= EXERCISE PROMPT =
Lines before the one containing "Where can you see the bare" are not wanted. Transcribe that line and all after it exactly, to the end of the entries.

= DATA EXTRACTS =

>>

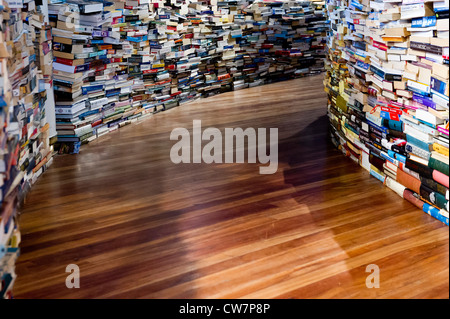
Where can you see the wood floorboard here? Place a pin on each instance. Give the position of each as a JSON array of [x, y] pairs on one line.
[[139, 226]]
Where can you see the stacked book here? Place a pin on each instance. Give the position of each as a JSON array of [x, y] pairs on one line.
[[388, 87], [25, 152], [121, 61]]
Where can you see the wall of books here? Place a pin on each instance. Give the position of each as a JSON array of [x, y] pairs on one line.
[[119, 61], [388, 86], [25, 67]]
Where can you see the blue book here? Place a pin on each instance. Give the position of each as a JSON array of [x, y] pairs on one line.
[[423, 22], [418, 143]]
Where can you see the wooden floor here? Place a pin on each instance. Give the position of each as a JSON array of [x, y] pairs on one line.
[[139, 226]]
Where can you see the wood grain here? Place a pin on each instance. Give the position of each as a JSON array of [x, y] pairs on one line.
[[139, 226]]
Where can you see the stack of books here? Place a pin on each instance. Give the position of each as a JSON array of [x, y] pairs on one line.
[[121, 61], [388, 86], [81, 68], [25, 152]]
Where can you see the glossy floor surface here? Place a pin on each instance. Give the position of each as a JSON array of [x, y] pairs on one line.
[[140, 226]]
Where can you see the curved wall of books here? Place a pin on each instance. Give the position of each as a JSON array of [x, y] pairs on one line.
[[388, 87], [74, 70], [152, 55]]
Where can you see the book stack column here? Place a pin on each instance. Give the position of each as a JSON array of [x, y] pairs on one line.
[[388, 87], [25, 150]]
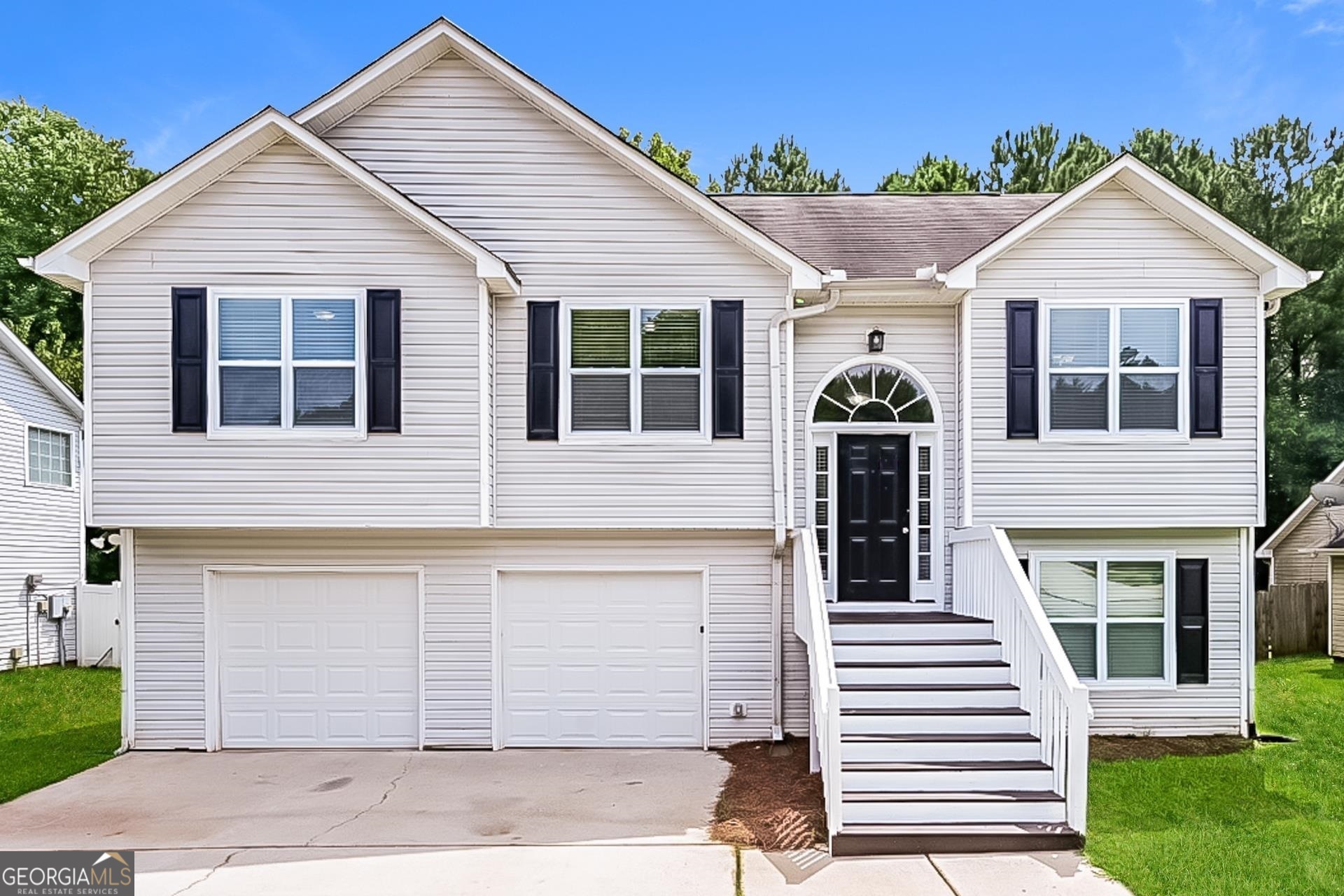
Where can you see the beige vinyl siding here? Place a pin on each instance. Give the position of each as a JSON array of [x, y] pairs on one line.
[[1336, 606], [574, 225], [1315, 531], [458, 691], [1177, 710], [923, 336], [284, 219], [41, 531], [1109, 248]]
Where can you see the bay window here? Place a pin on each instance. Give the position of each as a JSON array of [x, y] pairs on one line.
[[286, 363], [1114, 370], [636, 370], [1112, 614]]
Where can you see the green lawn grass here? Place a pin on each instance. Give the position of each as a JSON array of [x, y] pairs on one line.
[[1265, 821], [55, 723]]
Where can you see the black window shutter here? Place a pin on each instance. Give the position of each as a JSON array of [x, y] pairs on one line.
[[385, 360], [1023, 394], [1193, 622], [188, 359], [726, 343], [1206, 367], [543, 371]]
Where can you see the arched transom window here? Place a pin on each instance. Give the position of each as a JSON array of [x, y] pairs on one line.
[[873, 394]]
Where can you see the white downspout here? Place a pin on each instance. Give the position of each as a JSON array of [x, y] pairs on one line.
[[777, 447]]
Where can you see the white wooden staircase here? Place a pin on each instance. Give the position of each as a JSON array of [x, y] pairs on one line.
[[942, 738]]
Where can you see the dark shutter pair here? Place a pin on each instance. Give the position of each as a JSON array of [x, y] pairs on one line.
[[1206, 372], [543, 370], [190, 347]]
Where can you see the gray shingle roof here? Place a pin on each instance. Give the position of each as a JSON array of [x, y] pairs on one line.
[[883, 234]]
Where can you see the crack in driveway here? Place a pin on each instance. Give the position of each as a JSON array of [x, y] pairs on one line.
[[209, 874], [370, 808]]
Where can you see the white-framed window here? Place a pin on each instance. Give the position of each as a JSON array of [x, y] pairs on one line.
[[50, 457], [1114, 368], [1113, 614], [286, 362], [635, 370]]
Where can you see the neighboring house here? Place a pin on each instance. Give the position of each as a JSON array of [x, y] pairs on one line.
[[1310, 547], [436, 415], [42, 533]]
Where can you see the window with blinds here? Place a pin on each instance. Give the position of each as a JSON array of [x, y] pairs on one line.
[[286, 363], [1110, 615], [636, 370], [1114, 370]]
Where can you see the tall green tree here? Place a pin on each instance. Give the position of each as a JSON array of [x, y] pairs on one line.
[[663, 152], [55, 175], [933, 176], [785, 169], [1031, 162]]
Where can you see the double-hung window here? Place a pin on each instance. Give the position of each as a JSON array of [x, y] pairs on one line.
[[50, 458], [636, 370], [288, 363], [1114, 370], [1112, 614]]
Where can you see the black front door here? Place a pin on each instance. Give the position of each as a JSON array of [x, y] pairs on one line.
[[874, 517]]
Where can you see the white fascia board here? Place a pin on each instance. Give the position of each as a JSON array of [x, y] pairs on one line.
[[1266, 550], [67, 261], [41, 371], [442, 35], [1276, 272]]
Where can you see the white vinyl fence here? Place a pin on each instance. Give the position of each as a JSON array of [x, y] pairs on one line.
[[99, 634]]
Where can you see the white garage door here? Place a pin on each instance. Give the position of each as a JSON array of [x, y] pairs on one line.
[[603, 659], [318, 659]]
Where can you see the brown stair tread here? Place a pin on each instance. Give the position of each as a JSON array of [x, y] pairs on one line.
[[925, 685], [940, 738], [933, 711], [911, 664], [955, 764], [952, 797], [847, 617], [895, 643], [952, 837]]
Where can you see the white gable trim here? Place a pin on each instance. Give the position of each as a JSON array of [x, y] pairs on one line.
[[1278, 276], [41, 371], [1296, 517], [67, 261], [442, 36]]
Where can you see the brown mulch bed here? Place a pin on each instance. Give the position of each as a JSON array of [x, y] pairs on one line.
[[1113, 747], [769, 801]]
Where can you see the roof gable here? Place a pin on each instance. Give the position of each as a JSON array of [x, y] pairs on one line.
[[1277, 274], [1297, 516], [41, 372], [883, 235], [67, 261], [442, 38]]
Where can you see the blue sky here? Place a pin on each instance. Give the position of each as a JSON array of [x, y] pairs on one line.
[[867, 88]]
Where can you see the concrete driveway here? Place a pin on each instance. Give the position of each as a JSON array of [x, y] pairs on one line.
[[598, 821]]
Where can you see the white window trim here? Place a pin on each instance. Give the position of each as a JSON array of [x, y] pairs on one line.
[[286, 430], [1113, 434], [635, 435], [1102, 558], [27, 463]]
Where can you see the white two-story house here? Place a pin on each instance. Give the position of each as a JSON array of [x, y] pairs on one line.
[[435, 415]]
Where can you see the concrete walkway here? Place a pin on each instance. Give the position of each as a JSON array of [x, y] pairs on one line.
[[597, 822]]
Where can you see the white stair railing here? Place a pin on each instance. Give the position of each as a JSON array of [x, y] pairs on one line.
[[812, 624], [988, 583]]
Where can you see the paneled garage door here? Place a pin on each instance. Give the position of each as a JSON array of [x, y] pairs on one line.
[[318, 659], [603, 659]]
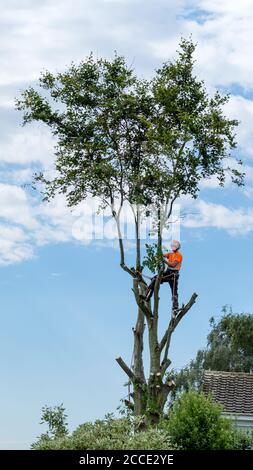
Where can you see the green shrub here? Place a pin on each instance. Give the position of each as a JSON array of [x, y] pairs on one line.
[[108, 434], [243, 439], [195, 423]]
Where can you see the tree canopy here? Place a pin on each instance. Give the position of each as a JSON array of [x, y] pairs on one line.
[[229, 348]]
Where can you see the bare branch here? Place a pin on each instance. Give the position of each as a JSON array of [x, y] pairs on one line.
[[125, 368], [173, 324]]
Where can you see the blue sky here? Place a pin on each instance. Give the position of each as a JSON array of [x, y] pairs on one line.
[[67, 309]]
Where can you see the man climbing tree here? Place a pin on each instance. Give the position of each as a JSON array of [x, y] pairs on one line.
[[130, 141], [171, 275]]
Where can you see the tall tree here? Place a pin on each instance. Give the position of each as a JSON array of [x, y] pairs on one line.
[[229, 348], [132, 141]]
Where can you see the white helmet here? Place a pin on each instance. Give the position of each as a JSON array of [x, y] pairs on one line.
[[175, 245]]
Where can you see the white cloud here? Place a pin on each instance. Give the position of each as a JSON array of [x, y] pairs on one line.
[[235, 221], [35, 35], [14, 245], [15, 208], [31, 144]]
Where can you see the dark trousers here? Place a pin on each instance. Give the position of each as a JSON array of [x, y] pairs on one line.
[[171, 276]]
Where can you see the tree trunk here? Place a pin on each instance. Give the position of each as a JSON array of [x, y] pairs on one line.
[[150, 395]]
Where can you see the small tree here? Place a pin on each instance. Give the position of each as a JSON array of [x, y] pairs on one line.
[[128, 141], [229, 348]]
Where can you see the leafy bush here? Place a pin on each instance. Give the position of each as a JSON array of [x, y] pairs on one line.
[[243, 439], [108, 434], [195, 423]]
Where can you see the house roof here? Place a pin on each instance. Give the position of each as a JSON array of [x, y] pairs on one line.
[[234, 390]]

<<

= TASK OUTPUT =
Where can you see the bare branch here? Place a pin on each instance. Give the position of each as a JSON array of [x, y] pairs on one line.
[[125, 368], [173, 324]]
Where can you see the blue sky here? Place a pin on each instance. Give the position of each as a JSON array of [x, y] pairs on one line.
[[67, 309]]
Where can you see the man climbing tree here? Place a pin on each instance. Give the position of each as a JSON array of [x, y] pairs on one line.
[[130, 141], [171, 275]]
Where can you see the tall tree here? Place a pin on each instance. Give the position of each as a JSON array of [x, y] pairs on one line.
[[229, 348], [132, 141]]
Where can you see the white helmet here? Place a pin on each instance. Give the position of each as a JSON array of [x, y] pairs on one line.
[[175, 245]]
Where can you see the white cloud here? Place a pin on each instance. Give the position of each as a JSON array of [x, y] pairs on one line.
[[235, 221], [35, 35], [14, 245], [15, 208], [31, 144]]
Where can you see the dark trousers here? Place a pin on each instance. Give the position of each as a JSON array of [x, y] pairs on one line.
[[171, 276]]
Where can you see the tree trunk here? Place a pin on each instance. Give the position of each as a JSON array of [x, y] pairs on one line.
[[150, 395]]
Where can you see the small tree here? Place a pin on each instance. Give the position of each as a JSON array of [x, y] pairs on one line.
[[128, 141], [229, 348]]
Where can you see the leafy bush here? Place a pin on each instance. Give the position of each as a JSON array of [x, y] pairs on one line.
[[243, 439], [108, 434], [195, 423]]
Where can you see the house roof here? Place a pin on each instance. Give the position of each as a JSON array of [x, y] pairs on one line.
[[234, 390]]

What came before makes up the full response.